* [EXERCISE DESCRIPTION]:
Show each line of the records below that contains the word "wagon".
## Start EXERCISE INPUT
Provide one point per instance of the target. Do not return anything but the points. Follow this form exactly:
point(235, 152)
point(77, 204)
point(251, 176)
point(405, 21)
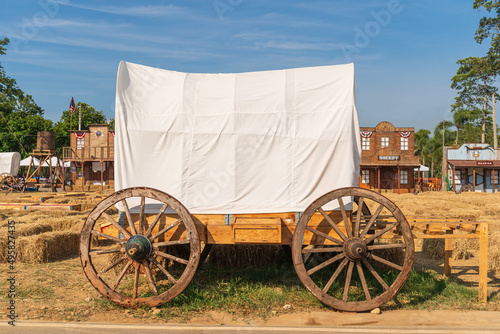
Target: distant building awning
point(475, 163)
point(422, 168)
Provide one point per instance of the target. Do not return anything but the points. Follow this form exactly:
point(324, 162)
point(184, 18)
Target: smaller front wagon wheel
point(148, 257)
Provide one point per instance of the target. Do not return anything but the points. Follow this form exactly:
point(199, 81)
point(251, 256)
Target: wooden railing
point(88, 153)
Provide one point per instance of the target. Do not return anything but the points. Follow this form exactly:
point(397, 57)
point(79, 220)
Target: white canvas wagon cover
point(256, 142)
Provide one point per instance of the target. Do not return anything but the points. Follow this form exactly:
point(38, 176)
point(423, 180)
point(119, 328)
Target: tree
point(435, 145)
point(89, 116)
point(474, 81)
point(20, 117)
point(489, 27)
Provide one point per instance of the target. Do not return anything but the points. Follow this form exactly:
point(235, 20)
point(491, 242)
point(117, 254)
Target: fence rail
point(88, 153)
## End EXERCISE INPUT
## Start EXERCISE INPUT
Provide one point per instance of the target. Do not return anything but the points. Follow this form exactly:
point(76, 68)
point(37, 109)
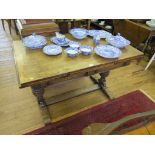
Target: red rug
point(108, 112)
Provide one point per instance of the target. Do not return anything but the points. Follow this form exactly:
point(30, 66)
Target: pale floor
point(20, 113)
## End EXERCISE INPUT
* [SOLUTION]:
Target: smaller front wagon wheel
Target: white canvas wagon cover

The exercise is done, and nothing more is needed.